DATA RECORDS:
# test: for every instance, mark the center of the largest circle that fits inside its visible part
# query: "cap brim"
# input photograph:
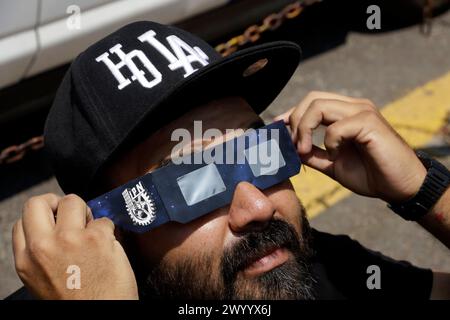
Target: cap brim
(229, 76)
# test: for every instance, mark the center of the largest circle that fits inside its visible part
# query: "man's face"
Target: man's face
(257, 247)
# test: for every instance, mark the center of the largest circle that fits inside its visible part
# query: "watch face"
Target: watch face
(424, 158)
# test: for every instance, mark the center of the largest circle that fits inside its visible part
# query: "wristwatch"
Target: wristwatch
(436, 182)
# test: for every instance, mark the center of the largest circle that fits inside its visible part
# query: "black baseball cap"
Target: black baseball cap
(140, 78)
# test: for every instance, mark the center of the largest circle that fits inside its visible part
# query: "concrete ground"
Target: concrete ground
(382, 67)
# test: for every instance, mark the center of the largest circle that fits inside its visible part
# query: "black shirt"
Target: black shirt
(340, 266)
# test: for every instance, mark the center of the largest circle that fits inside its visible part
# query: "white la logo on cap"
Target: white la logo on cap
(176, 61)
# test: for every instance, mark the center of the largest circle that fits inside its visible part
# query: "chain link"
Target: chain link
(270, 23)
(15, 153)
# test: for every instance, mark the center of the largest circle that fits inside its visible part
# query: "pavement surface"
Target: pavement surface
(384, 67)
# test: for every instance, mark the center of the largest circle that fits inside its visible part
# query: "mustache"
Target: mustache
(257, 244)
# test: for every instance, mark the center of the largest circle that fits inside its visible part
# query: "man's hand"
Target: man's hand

INSTRUCTIONS TO FOLLOW:
Return a copy of each line in the records above that has "query" in it.

RESULT OF THIS TASK:
# query: "cap brim"
# query: "man's face"
# query: "watch face"
# query: "wristwatch"
# query: "black baseball cap"
# query: "concrete ground"
# query: "black shirt"
# query: "white la logo on cap"
# query: "chain link"
# query: "pavement surface"
# query: "mustache"
# query: "man's hand"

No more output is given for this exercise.